Dataset records »
* * * *

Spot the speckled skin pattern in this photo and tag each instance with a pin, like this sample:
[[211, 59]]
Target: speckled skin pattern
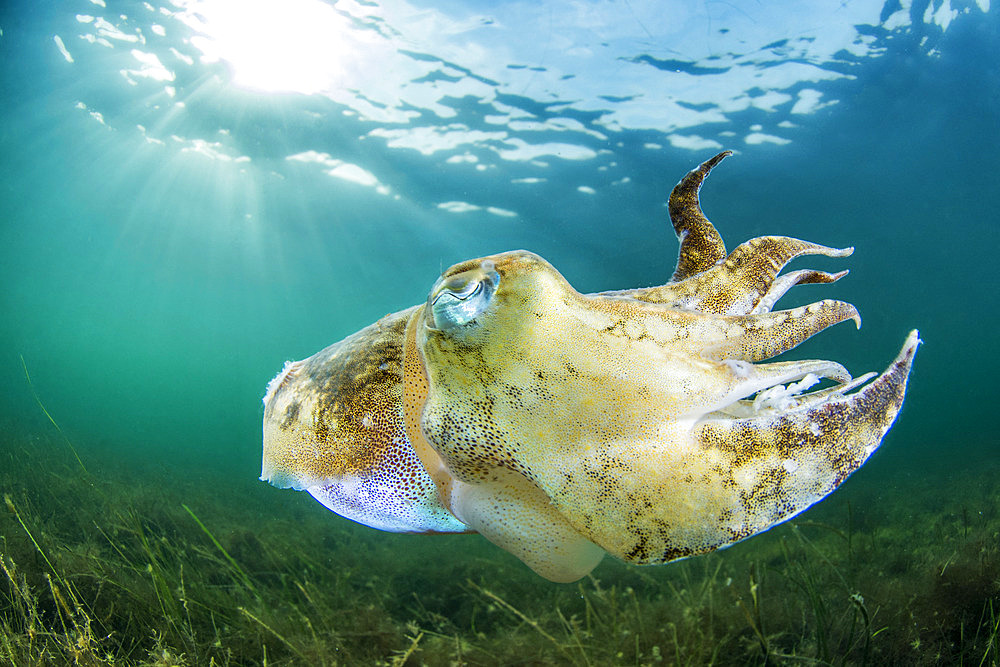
[[563, 426]]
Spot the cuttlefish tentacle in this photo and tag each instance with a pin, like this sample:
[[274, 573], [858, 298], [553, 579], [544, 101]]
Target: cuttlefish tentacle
[[746, 281], [766, 335], [702, 246]]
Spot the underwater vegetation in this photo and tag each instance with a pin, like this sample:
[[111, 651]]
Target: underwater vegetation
[[107, 563]]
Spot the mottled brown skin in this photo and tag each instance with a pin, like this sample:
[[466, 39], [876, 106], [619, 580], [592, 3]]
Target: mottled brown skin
[[562, 426]]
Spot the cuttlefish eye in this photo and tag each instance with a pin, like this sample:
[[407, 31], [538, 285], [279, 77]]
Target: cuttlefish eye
[[459, 299]]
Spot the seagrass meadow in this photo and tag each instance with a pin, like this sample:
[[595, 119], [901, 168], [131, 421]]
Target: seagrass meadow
[[99, 570], [193, 192]]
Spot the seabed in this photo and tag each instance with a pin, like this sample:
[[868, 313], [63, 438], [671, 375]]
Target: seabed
[[106, 564]]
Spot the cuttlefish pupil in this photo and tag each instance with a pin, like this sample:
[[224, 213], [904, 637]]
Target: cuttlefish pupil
[[563, 426], [459, 299]]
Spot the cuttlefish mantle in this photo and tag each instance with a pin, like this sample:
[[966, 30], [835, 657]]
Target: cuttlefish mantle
[[562, 426]]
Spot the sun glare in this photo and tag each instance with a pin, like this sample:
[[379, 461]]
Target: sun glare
[[275, 46]]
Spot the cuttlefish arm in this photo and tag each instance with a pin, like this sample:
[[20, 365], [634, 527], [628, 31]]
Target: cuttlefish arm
[[745, 281]]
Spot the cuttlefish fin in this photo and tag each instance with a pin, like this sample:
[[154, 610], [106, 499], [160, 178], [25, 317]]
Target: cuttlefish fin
[[517, 516], [702, 246]]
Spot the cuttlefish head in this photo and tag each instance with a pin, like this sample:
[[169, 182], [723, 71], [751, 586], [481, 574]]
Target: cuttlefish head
[[563, 426]]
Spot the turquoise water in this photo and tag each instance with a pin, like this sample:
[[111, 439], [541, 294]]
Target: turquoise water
[[194, 193]]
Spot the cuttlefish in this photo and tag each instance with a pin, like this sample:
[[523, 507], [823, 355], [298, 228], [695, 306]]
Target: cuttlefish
[[562, 426]]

* * * *

Goal »
Give again, word for word, the lines from the one containing "Spot the cuttlefish in" through the last line above, including both ends.

Answer for this exercise »
Spot the cuttlefish in this photo and tag each instance with a pin, like this sample:
[[523, 507], [823, 355], [298, 228], [695, 306]]
Target: cuttlefish
[[562, 426]]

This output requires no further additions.